= Moriz Scheyer =

Austrian author

Moriz Scheyer (27 December 1886 in Focșani, Romania – 29 March 1949 in Belvès, France) was an Austrian author. In his lifetime best known for his literary essays and reviews, he is the author of Asylum, a vivid account of his experiences as a Jewish refugee in France during the Second World War, first discovered and published more than sixty-five years after his death.

== Biography ==

Moriz Scheyer was born in Focșani in Romania on 27 December 1886, the son of Wilhelm Scheyer, a businessman, and Josefine (née Krasnopolsky). By the time of his secondary education the family had moved to Vienna, where they lived in the pleasant suburb of Hietzing. After high school (Gymnasium), where he excelled in humanities and languages, Scheyer studied at the University of Vienna, from which he graduated with a law degree in 1911. He began his career as a writer with short pieces for newspapers, joining the staff of the Neues Wiener Tagblatt (NWT; one of Vienna's two 'quality' dailies) in 1914.

A committed 'good European' and devotee of the internationalist and pacifist Romain Rolland, he expressed his horror at the atrocities of the First World War; a chronic health condition may in any case have exempted him from active service. He also wrote bitterly of the devastating aftermath of the conflict, the Great Depression, in Austria.

He travelled extensively – making a sea voyage via Egypt to South America before 1919 – and these travels inspired much of his early writing.

A lover of French culture and literature, Scheyer had lived in Paris in the period before 1924, as a cultural correspondent for the NWT, and continued to visit regularly after his return to Vienna. He also seems to have spent some time as a correspondent in Switzerland.

From 1924, in Vienna, until his dismissal at the Anschluss, Scheyer was arts editor of the Neues Wiener Tagblatt. He was in charge of the review section (‘Theater und Kunst’) and thus held a position of significant cultural influence. Acquainted with many of Vienna's prominent literary and musical figures, such as Arthur Schnitzler, Joseph Roth and Bruno Walter, he was a personal friend of Stefan Zweig, with whom his work has some strong affinities (see 2.4 below).

In October 1927 he married Margarethe Schwarzwald (née Singer), the daughter of a successful Czech-Jewish industrialist and widow of Dr Bernhard Schwarzwald, and through the marriage acquired two adoptive sons, Stefan and Konrad (after emigration to UK: Stephen Sherwood and Konrad Singer).

With the advent of the National Socialist regime in Austria in March 1938 (the Anschluss), Scheyer, at the height of his career, lost his position on the NWT, as well as any possibility of further employment in Austria. He escaped via Switzerland to Paris, accompanied by his wife and their long-term housekeeper and companion, Sláva Kolářová. This experience, as well as that of life in Paris both immediately before and after German occupation, the flight south in the 'Exodus', a period of incarceration in the French camp of Beaune-la-Rolande, life in the 'free zone', a series of extraordinarily narrow escapes from deportation to a death camp, and a final rescue by the Rispals, a family involved in the Resistance, followed by life in hiding in a Franciscan Convent in the Dordogne, are recounted in vivid detail in Asylum.

(Items in a dataset)
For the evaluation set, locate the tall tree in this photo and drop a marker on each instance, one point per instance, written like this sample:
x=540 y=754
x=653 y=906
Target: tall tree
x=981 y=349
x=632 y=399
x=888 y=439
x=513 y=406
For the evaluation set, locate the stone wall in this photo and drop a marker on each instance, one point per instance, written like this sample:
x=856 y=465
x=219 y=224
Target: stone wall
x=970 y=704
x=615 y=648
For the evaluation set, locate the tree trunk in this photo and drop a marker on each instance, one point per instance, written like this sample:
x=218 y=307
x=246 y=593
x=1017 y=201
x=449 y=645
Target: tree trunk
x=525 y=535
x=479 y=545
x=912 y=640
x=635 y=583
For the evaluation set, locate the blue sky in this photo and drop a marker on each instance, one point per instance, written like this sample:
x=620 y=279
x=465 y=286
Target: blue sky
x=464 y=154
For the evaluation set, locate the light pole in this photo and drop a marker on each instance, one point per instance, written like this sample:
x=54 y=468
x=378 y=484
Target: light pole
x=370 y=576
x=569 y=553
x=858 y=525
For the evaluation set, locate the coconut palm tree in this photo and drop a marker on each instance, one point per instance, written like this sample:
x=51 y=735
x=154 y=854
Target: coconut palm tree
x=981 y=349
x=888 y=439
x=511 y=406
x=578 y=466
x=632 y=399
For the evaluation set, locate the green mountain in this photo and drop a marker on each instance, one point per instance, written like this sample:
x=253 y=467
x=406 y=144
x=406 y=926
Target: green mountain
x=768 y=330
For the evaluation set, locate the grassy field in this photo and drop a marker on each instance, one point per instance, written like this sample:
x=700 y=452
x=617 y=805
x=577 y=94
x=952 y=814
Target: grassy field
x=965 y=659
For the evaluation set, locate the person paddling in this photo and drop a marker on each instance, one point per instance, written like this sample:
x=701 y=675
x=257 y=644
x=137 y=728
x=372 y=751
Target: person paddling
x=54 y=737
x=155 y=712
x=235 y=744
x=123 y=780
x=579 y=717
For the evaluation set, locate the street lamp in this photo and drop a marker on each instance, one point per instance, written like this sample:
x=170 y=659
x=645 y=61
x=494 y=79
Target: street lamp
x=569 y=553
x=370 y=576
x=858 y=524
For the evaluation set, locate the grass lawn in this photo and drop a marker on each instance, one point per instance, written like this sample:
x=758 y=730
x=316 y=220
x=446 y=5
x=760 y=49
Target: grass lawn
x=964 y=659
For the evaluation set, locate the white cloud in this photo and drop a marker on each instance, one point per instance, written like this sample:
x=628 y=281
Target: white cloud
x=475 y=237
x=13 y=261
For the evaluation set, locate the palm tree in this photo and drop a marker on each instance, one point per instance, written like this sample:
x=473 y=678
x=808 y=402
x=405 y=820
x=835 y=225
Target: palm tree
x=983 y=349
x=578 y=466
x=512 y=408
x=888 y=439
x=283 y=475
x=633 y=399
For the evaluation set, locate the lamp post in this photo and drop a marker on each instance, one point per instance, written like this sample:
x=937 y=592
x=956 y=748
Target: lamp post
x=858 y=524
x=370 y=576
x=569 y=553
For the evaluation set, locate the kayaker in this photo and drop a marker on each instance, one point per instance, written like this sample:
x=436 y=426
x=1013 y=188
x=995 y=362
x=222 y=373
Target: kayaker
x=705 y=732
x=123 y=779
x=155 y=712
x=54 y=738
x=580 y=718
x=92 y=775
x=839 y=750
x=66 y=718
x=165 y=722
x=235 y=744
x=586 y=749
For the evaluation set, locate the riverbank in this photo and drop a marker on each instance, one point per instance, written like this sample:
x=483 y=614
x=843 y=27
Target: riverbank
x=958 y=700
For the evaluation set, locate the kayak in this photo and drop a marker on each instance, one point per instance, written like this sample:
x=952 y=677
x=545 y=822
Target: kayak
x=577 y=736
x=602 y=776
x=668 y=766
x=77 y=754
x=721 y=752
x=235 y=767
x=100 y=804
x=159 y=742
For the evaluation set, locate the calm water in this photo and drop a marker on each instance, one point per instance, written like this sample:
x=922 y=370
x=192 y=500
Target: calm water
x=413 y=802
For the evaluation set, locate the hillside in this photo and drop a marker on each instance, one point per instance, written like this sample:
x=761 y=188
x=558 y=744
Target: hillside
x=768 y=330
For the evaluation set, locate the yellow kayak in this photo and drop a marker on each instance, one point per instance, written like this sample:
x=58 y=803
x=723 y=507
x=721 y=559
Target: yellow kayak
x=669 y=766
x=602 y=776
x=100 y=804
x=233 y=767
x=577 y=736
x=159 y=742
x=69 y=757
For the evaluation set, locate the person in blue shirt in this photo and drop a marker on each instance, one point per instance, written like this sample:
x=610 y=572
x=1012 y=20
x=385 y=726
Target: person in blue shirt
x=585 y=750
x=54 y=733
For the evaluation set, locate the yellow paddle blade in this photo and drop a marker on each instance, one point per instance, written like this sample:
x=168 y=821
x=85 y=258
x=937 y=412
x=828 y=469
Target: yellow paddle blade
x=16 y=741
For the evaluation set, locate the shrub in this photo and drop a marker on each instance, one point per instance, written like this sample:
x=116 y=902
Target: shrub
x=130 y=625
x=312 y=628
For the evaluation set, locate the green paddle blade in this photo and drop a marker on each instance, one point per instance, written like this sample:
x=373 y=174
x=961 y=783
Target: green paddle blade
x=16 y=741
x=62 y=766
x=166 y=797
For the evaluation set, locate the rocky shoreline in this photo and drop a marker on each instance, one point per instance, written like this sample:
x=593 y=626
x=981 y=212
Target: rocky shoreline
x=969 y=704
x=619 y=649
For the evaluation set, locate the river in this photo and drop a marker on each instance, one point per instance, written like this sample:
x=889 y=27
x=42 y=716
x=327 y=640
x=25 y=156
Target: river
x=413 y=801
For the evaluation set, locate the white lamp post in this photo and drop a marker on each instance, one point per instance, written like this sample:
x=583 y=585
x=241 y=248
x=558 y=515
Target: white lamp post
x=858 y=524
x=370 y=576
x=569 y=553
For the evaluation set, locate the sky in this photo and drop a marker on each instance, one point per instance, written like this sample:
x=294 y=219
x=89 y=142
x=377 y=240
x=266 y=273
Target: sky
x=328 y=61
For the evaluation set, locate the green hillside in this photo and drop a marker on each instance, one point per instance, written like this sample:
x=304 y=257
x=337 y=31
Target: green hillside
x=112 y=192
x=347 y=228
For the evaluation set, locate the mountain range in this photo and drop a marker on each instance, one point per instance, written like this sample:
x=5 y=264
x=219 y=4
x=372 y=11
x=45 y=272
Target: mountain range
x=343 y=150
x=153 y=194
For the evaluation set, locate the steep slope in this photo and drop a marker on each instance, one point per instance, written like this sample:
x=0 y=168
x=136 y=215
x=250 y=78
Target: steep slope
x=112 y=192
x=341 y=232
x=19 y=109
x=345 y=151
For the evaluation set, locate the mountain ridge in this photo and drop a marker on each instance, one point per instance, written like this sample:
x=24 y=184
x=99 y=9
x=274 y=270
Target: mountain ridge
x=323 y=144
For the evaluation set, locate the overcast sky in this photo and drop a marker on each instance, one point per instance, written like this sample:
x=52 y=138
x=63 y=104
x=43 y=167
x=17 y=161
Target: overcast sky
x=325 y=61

**Given task 1:**
Print the part of the Moriz Scheyer article that begins at the words "A committed 'good" and stops after "Depression, in Austria.".
**Given task 2:**
According to the Moriz Scheyer article, in what year did he graduate from the University of Vienna with a law degree?
The records aren't needed for anything here.

**Exercise response 1:**
A committed 'good European' and devotee of the internationalist and pacifist Romain Rolland, he expressed his horror at the atrocities of the First World War; a chronic health condition may in any case have exempted him from active service. He also wrote bitterly of the devastating aftermath of the conflict, the Great Depression, in Austria.

**Exercise response 2:**
1911